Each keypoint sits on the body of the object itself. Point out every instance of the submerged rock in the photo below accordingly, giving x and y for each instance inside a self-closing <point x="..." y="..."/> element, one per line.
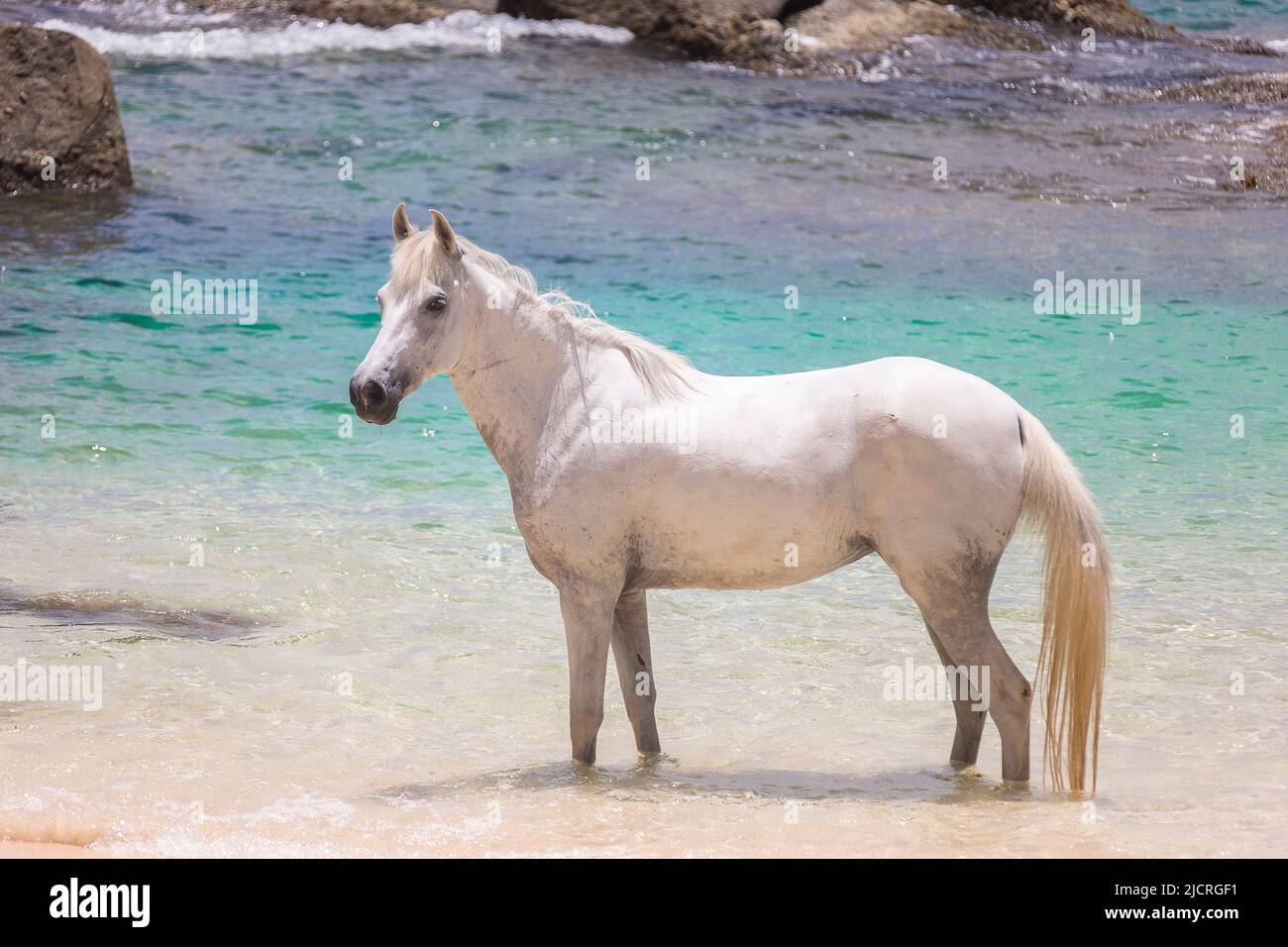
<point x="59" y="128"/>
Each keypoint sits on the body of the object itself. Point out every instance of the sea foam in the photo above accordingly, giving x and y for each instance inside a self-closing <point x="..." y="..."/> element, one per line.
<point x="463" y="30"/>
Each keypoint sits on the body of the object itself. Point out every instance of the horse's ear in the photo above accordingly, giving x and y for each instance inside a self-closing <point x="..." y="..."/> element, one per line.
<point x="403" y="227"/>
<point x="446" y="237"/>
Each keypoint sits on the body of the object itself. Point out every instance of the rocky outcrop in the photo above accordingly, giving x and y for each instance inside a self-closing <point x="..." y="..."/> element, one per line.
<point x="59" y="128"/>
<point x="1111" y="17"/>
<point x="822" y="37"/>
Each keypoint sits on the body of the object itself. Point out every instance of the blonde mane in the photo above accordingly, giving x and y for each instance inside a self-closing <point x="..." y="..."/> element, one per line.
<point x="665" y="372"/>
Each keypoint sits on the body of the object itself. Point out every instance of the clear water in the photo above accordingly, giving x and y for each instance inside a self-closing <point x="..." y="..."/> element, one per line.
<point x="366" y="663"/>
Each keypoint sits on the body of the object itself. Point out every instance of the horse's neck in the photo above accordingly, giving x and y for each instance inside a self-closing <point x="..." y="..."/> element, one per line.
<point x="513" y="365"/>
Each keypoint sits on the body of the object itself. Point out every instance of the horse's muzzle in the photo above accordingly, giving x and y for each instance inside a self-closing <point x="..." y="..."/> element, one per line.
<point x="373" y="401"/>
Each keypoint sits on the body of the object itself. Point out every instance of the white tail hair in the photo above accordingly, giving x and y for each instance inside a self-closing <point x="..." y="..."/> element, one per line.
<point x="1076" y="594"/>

::::

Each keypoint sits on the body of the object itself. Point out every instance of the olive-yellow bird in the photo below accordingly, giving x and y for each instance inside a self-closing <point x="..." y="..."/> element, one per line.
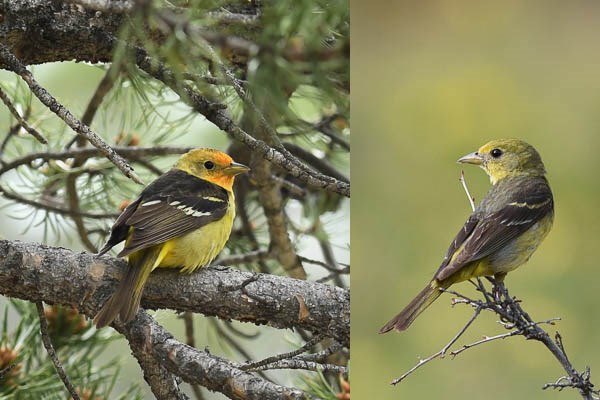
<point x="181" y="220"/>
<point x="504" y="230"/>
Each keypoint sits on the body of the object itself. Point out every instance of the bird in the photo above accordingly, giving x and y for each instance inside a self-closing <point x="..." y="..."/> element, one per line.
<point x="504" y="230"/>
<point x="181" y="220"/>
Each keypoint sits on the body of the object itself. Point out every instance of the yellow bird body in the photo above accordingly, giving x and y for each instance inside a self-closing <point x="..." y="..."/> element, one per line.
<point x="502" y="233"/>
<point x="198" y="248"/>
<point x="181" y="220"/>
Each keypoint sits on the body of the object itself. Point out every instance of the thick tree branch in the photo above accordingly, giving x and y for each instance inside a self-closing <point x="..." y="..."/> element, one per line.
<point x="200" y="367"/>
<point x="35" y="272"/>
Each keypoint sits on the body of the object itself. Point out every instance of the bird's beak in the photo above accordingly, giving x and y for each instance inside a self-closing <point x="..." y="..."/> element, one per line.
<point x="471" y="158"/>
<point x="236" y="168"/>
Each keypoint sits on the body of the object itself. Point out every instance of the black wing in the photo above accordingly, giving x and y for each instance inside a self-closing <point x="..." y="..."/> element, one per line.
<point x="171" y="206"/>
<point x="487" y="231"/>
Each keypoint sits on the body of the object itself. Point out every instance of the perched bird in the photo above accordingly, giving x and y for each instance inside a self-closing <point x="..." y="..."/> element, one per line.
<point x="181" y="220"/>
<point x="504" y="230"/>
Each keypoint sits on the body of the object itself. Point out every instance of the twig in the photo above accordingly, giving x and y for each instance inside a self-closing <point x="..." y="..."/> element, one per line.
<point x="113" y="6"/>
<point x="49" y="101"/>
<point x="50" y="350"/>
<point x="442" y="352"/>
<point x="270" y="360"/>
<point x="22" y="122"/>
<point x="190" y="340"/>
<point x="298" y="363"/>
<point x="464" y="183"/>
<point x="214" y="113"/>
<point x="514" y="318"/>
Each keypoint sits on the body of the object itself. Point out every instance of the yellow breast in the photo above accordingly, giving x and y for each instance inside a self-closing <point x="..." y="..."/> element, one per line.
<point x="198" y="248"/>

::::

| Problem description |
Pick out every line of the entries above that contains the word "mane", treating uppercase and lowercase as different.

| Task result |
Each keypoint sits on the body of the object itself. Point out every instance of the blonde mane in the photo above accordingly, giving x and y for each instance inside a self-closing <point x="..." y="..."/> element, one per line.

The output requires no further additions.